▸ **WHAT IS BEING ASKED**:
Exact copies of all the entries are required.

(Saved data entries)
****************
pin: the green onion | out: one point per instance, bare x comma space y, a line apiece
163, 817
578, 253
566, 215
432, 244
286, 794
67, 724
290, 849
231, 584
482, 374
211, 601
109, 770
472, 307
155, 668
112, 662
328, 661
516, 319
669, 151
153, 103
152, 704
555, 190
****************
▸ **FINISHED TASK**:
pin: the green onion | out: one point per instance, bare x comma space y, a line apiece
163, 817
578, 253
566, 215
432, 244
286, 794
67, 724
290, 849
231, 584
482, 374
211, 601
109, 770
472, 307
155, 668
112, 662
328, 661
516, 319
669, 151
153, 103
152, 704
555, 190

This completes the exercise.